— Assigned task —
Only the lines from the one containing "the red sweater" through the end of the entries should be returned, exactly as they are, with the pictures omitted.

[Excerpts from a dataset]
··········

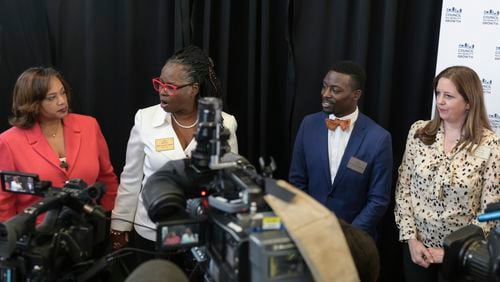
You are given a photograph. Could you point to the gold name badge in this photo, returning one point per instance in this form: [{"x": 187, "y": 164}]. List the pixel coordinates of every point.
[{"x": 164, "y": 144}]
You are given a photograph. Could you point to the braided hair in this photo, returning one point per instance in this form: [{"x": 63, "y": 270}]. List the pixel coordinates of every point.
[{"x": 199, "y": 69}]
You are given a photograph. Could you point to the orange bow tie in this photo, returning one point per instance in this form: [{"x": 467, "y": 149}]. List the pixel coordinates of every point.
[{"x": 333, "y": 123}]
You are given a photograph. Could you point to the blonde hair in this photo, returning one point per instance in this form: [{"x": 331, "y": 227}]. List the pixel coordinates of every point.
[{"x": 470, "y": 88}]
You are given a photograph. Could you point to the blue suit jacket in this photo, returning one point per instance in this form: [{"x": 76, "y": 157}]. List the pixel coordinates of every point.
[{"x": 359, "y": 198}]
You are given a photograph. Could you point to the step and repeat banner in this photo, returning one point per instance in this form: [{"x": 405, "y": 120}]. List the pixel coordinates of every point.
[{"x": 470, "y": 36}]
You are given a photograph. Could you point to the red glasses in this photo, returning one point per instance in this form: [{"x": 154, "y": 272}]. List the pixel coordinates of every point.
[{"x": 168, "y": 88}]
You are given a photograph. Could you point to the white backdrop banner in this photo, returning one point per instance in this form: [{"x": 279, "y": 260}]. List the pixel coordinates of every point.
[{"x": 470, "y": 36}]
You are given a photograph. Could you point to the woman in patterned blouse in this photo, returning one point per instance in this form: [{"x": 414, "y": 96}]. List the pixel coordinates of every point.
[{"x": 449, "y": 172}]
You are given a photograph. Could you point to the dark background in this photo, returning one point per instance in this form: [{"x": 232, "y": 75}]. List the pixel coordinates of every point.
[{"x": 271, "y": 57}]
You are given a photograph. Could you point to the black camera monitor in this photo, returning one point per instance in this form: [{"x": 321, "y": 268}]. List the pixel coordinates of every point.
[
  {"x": 19, "y": 182},
  {"x": 174, "y": 235}
]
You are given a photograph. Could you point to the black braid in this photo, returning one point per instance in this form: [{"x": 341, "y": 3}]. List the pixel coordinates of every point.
[{"x": 199, "y": 68}]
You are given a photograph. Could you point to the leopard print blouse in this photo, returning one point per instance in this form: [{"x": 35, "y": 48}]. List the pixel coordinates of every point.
[{"x": 438, "y": 193}]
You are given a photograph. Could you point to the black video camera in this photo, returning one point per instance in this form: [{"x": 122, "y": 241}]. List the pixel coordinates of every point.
[
  {"x": 469, "y": 256},
  {"x": 56, "y": 249},
  {"x": 212, "y": 204}
]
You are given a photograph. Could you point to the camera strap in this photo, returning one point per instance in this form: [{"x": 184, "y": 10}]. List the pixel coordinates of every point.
[{"x": 309, "y": 222}]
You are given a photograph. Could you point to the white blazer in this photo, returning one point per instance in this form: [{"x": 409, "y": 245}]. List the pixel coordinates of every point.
[{"x": 151, "y": 144}]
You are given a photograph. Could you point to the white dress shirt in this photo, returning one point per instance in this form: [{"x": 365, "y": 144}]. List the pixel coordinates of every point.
[
  {"x": 146, "y": 153},
  {"x": 337, "y": 142}
]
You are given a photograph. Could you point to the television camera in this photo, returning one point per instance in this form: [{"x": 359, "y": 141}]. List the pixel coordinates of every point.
[
  {"x": 469, "y": 255},
  {"x": 212, "y": 204},
  {"x": 59, "y": 247}
]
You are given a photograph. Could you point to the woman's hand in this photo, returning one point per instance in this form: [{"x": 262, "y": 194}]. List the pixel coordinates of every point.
[
  {"x": 118, "y": 239},
  {"x": 437, "y": 254},
  {"x": 420, "y": 255}
]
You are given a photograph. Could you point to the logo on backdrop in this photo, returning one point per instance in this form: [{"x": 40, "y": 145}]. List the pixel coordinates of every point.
[
  {"x": 486, "y": 86},
  {"x": 495, "y": 122},
  {"x": 465, "y": 51},
  {"x": 453, "y": 15},
  {"x": 490, "y": 17}
]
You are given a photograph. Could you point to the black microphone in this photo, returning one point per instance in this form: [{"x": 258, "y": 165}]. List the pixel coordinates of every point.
[{"x": 157, "y": 270}]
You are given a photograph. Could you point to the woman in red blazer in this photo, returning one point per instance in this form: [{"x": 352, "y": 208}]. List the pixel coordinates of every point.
[{"x": 48, "y": 140}]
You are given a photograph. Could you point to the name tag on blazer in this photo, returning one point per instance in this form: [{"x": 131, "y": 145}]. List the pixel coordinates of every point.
[
  {"x": 357, "y": 165},
  {"x": 164, "y": 144}
]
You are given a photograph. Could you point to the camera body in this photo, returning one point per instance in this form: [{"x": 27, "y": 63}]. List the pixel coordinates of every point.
[
  {"x": 218, "y": 197},
  {"x": 71, "y": 229},
  {"x": 469, "y": 255}
]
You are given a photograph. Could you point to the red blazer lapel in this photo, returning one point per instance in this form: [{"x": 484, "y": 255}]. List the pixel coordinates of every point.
[
  {"x": 72, "y": 142},
  {"x": 40, "y": 145}
]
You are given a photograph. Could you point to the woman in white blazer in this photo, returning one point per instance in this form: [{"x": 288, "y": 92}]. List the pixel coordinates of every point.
[{"x": 162, "y": 133}]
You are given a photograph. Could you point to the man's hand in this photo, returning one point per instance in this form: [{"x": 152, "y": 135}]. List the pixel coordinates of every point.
[{"x": 420, "y": 255}]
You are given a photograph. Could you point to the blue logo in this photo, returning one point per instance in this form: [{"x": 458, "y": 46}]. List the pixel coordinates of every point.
[
  {"x": 486, "y": 86},
  {"x": 465, "y": 51},
  {"x": 495, "y": 122},
  {"x": 490, "y": 17},
  {"x": 453, "y": 15}
]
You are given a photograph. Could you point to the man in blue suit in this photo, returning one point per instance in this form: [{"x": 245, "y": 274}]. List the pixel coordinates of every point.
[{"x": 341, "y": 157}]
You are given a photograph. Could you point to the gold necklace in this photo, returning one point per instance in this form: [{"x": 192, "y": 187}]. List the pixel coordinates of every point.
[{"x": 185, "y": 126}]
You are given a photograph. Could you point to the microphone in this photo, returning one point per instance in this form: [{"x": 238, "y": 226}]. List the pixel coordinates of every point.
[{"x": 157, "y": 270}]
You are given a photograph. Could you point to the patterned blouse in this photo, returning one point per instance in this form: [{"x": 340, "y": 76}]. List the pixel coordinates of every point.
[{"x": 438, "y": 193}]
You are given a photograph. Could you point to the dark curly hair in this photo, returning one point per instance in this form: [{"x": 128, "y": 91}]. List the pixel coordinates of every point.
[
  {"x": 199, "y": 69},
  {"x": 30, "y": 90}
]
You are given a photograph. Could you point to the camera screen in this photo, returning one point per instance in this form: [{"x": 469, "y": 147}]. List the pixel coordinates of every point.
[
  {"x": 19, "y": 182},
  {"x": 173, "y": 236}
]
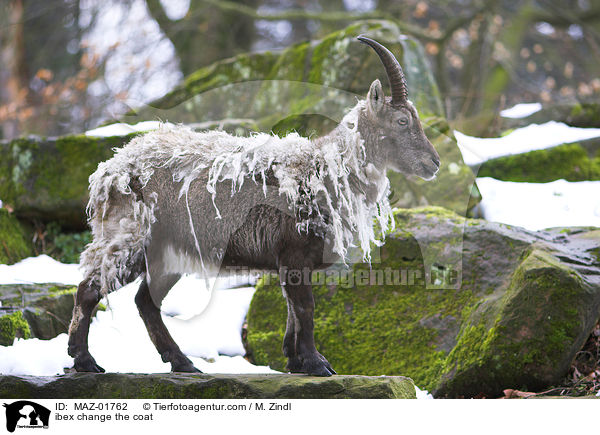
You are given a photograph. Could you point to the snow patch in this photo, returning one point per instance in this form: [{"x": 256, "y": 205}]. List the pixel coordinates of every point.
[
  {"x": 536, "y": 206},
  {"x": 477, "y": 150},
  {"x": 521, "y": 110},
  {"x": 122, "y": 129}
]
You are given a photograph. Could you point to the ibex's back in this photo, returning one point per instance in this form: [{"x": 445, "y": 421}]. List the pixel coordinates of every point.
[{"x": 175, "y": 201}]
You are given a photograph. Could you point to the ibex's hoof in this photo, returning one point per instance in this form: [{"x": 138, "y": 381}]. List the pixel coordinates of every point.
[
  {"x": 313, "y": 365},
  {"x": 86, "y": 363},
  {"x": 185, "y": 369}
]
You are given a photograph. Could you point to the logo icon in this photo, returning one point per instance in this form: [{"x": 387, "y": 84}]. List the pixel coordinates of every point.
[{"x": 26, "y": 414}]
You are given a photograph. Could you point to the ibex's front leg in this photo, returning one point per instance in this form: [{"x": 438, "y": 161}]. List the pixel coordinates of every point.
[
  {"x": 299, "y": 344},
  {"x": 88, "y": 296}
]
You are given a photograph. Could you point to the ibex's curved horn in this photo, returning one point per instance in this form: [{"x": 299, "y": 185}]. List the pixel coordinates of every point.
[{"x": 392, "y": 68}]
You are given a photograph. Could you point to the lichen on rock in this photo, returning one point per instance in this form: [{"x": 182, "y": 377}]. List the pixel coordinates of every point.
[
  {"x": 14, "y": 242},
  {"x": 525, "y": 305}
]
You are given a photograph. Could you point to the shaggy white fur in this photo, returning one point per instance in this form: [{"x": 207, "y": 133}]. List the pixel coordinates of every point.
[{"x": 314, "y": 175}]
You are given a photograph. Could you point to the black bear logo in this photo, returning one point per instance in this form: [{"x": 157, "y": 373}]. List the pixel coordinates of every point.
[{"x": 30, "y": 412}]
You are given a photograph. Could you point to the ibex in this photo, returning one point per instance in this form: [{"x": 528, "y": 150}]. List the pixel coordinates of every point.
[{"x": 175, "y": 201}]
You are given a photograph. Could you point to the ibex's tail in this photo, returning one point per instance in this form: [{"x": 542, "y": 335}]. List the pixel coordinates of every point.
[{"x": 120, "y": 218}]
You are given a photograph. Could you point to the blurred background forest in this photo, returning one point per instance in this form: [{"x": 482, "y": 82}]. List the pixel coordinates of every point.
[{"x": 69, "y": 65}]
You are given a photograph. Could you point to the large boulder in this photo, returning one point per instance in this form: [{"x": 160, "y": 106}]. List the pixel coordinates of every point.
[
  {"x": 320, "y": 77},
  {"x": 462, "y": 306},
  {"x": 46, "y": 309},
  {"x": 203, "y": 386},
  {"x": 14, "y": 243},
  {"x": 308, "y": 88},
  {"x": 572, "y": 162}
]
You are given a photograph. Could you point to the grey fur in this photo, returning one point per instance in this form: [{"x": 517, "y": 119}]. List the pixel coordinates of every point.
[{"x": 175, "y": 201}]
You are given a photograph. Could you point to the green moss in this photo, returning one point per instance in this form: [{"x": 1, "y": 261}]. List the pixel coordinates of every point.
[
  {"x": 506, "y": 341},
  {"x": 65, "y": 247},
  {"x": 454, "y": 186},
  {"x": 570, "y": 162},
  {"x": 47, "y": 179},
  {"x": 13, "y": 326},
  {"x": 14, "y": 244}
]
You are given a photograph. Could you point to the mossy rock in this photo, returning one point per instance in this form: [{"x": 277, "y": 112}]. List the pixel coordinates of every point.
[
  {"x": 204, "y": 386},
  {"x": 12, "y": 325},
  {"x": 45, "y": 308},
  {"x": 571, "y": 162},
  {"x": 47, "y": 179},
  {"x": 14, "y": 242},
  {"x": 524, "y": 305}
]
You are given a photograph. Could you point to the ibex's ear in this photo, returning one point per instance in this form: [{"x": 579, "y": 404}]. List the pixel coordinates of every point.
[{"x": 375, "y": 96}]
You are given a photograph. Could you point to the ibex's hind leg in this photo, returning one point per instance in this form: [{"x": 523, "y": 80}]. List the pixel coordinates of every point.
[
  {"x": 294, "y": 364},
  {"x": 159, "y": 334},
  {"x": 88, "y": 296}
]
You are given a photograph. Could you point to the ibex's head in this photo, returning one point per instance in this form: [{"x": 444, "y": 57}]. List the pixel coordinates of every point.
[{"x": 390, "y": 126}]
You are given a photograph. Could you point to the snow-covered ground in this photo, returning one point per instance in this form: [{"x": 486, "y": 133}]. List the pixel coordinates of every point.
[
  {"x": 521, "y": 110},
  {"x": 122, "y": 129},
  {"x": 533, "y": 206},
  {"x": 206, "y": 318}
]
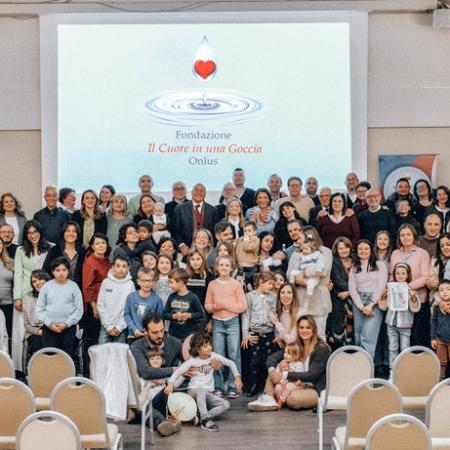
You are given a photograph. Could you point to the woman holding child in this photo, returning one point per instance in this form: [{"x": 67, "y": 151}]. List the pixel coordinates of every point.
[
  {"x": 319, "y": 303},
  {"x": 310, "y": 374}
]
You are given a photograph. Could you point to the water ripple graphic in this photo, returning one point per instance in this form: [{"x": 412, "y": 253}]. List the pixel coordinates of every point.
[{"x": 196, "y": 107}]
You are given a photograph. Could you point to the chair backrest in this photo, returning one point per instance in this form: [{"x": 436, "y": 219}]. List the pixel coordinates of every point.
[
  {"x": 16, "y": 404},
  {"x": 367, "y": 403},
  {"x": 48, "y": 430},
  {"x": 416, "y": 371},
  {"x": 46, "y": 368},
  {"x": 347, "y": 367},
  {"x": 398, "y": 432},
  {"x": 6, "y": 366},
  {"x": 438, "y": 410},
  {"x": 83, "y": 402}
]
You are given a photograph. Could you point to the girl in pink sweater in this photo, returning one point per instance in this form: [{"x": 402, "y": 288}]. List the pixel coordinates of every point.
[{"x": 225, "y": 300}]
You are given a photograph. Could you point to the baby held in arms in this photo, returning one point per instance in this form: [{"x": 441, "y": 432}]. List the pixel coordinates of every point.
[
  {"x": 311, "y": 264},
  {"x": 290, "y": 363}
]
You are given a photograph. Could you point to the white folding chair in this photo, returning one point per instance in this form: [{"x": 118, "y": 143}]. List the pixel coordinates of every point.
[
  {"x": 48, "y": 430},
  {"x": 368, "y": 402},
  {"x": 398, "y": 432},
  {"x": 16, "y": 404},
  {"x": 83, "y": 402},
  {"x": 416, "y": 371},
  {"x": 46, "y": 368},
  {"x": 346, "y": 367},
  {"x": 437, "y": 418}
]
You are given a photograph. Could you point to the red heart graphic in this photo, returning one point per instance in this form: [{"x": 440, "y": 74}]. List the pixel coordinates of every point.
[{"x": 205, "y": 68}]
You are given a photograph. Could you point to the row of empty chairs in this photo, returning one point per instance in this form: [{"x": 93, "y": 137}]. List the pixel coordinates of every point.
[
  {"x": 46, "y": 368},
  {"x": 54, "y": 386},
  {"x": 49, "y": 366},
  {"x": 373, "y": 400},
  {"x": 416, "y": 371}
]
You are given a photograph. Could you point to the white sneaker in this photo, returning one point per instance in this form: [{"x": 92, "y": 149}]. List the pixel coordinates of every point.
[{"x": 264, "y": 402}]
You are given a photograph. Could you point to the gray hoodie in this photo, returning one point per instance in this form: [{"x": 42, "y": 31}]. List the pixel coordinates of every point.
[{"x": 111, "y": 301}]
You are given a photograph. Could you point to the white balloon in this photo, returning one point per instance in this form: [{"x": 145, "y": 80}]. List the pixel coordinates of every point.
[{"x": 182, "y": 406}]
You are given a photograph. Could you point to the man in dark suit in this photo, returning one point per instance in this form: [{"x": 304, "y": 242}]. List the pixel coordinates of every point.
[
  {"x": 324, "y": 198},
  {"x": 191, "y": 216}
]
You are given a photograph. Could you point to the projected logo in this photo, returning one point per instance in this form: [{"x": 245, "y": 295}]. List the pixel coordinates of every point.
[{"x": 200, "y": 106}]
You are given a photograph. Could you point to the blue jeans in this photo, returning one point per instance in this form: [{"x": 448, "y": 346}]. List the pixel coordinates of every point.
[
  {"x": 226, "y": 340},
  {"x": 105, "y": 338},
  {"x": 397, "y": 336},
  {"x": 367, "y": 329}
]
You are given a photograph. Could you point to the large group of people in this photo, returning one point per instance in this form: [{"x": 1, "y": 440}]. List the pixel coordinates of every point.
[{"x": 253, "y": 293}]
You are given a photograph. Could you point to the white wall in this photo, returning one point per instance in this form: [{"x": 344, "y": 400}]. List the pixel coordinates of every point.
[{"x": 409, "y": 97}]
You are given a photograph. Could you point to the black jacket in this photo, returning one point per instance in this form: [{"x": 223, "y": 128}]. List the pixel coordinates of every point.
[
  {"x": 316, "y": 375},
  {"x": 183, "y": 227},
  {"x": 100, "y": 224}
]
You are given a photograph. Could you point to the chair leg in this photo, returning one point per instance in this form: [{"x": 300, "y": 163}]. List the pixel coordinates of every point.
[
  {"x": 143, "y": 430},
  {"x": 152, "y": 442},
  {"x": 320, "y": 417},
  {"x": 118, "y": 443}
]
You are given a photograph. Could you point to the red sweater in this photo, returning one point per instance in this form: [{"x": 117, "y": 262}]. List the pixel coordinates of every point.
[{"x": 95, "y": 270}]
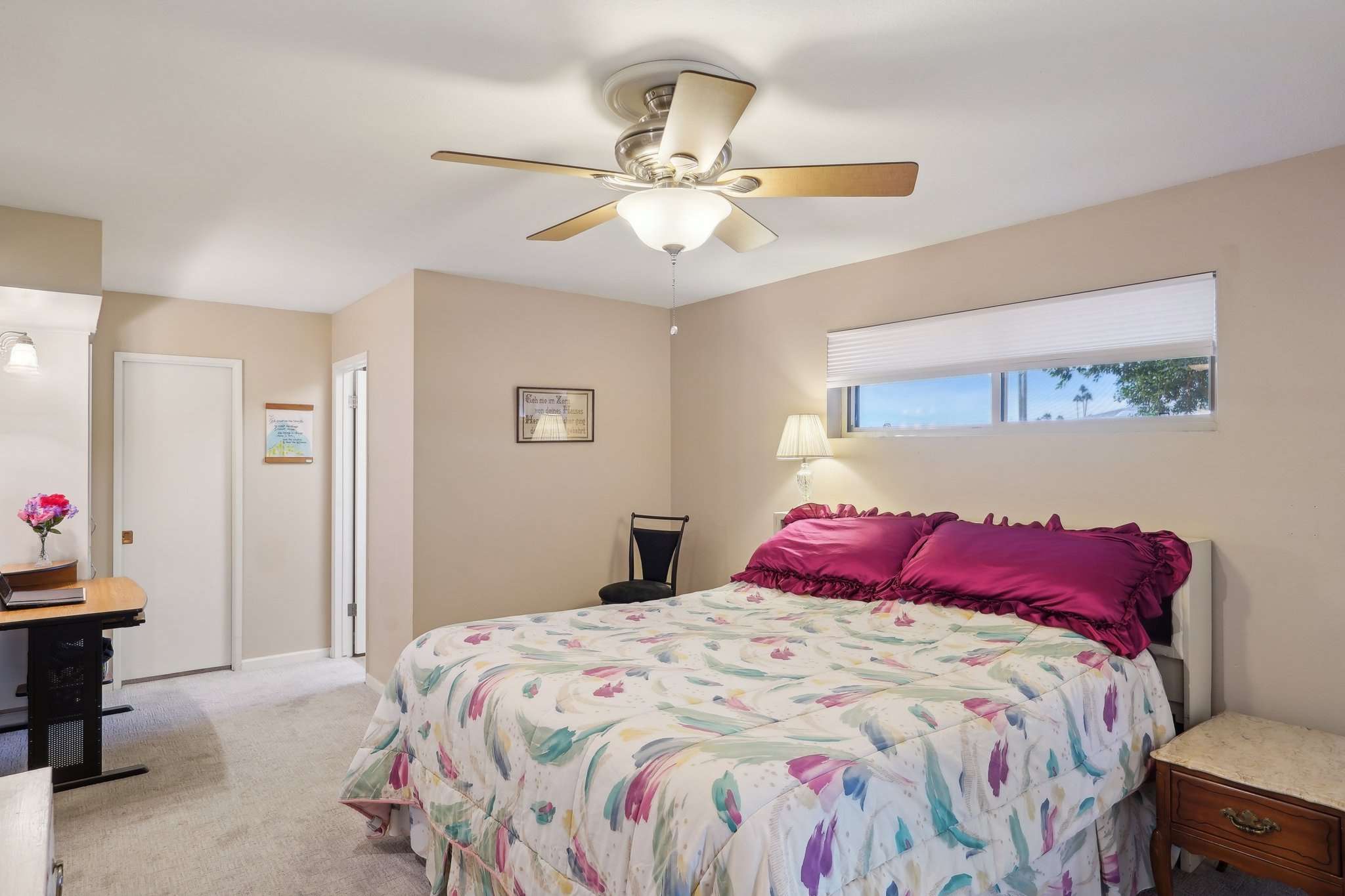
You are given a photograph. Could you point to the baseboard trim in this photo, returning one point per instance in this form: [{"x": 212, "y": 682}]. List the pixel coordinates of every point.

··········

— Answer section —
You are given a photograph. Could you point to the red sweater in this photo, returning one point per instance in this form: [{"x": 117, "y": 262}]. List the pixel coordinates of every point.
[{"x": 95, "y": 270}]
You are given a photograph. Could you point to the baseboard trim in this photo, returning one point per instance in this form: [{"x": 212, "y": 682}]. List the pixel coordinates of every point.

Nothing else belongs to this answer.